***** Texto apresentado

Jesus recorda a Pilatos que não teria nenhum poder se este não lhe tivesse sido dado do alto. Santo Ambrósio não permitiu que o Imperador Teodósio entrasse na igreja após o massacre de Tessalónica. Gregório VII excomungou e, depois, indultou o Imperador Henrique IV em Canossa. São Tomás disse que «em matéria espiritual deve-se obedecer ao papa, em matéria temporal é melhor obedecer ao príncipe, mas melhor ainda obedecer ao papa, que ocupa o topo das duas ordens». Dois outros Tomás – Beckett e Moro – não tergiversaram sobre a imoralidade dos seus soberanos. Quando os Estados modernos surgiram, os episcopados apelaram ao Papa para não permanecerem prisioneiros de igrejas nacionais, como a galicana.   

A Igreja do século XIX foi a principal contestatária da soberania absoluta do Estado moderno, numa luta sem limites. Durante os totalitarismos, representou, apesar das dificuldades e dos fracassos, uma reserva de liberdade fundada na verdade. A Igreja levantou sempre a sua voz, exercendo a sua própria acção específica sobre a vida política, comparável à acção da graça sobre a natureza e da fé sobre a razão. Tal acção é de uma outra ordem, uma ordem superior, mas a distinção entre as duas ordens não significa que esta acção não exista, ou que seja distante e indirecta. Significa antes que diz respeito ao temporal, mas com vista a um fim que não é temporal, um fim sem o qual o temporal não pode sequer ser o que é.

**********
***** Registos de dados

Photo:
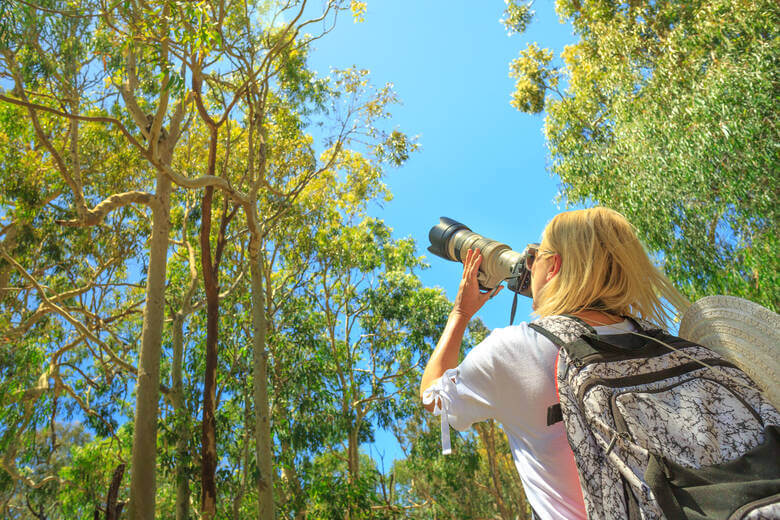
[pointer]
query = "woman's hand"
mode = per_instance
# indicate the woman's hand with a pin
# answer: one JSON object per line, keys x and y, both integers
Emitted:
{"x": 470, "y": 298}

**********
***** Registos de dados

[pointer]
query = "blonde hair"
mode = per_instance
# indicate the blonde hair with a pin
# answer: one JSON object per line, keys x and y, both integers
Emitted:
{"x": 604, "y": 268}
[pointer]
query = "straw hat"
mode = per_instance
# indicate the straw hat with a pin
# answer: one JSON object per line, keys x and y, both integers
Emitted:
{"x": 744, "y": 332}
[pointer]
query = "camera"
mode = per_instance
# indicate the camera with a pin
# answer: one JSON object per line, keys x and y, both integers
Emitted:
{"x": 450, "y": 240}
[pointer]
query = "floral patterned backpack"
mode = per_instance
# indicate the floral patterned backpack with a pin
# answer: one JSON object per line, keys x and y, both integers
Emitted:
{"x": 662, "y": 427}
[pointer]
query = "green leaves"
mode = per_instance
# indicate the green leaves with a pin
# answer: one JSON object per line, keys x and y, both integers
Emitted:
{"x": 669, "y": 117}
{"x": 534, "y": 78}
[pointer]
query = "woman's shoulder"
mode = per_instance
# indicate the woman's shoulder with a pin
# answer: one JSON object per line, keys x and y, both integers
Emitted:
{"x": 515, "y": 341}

**********
***** Registos de dados

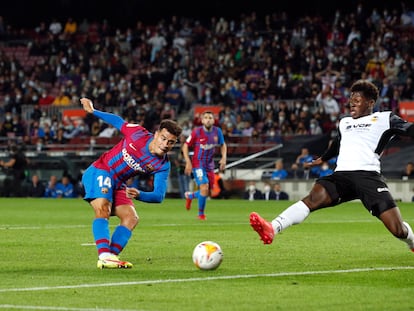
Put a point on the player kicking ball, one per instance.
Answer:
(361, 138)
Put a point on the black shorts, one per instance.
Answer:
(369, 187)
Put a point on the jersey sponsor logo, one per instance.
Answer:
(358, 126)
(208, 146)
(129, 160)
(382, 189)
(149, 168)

**********

Experimente
No texto apresentado, explique por favor o motivo pelo qual os episcopados apelaram ao Papa quando surgiram os Estados modernos.

Resposta
Os episcopados apelaram ao Papa para não permanecerem prisioneiros de igrejas nacionais, como a galicana.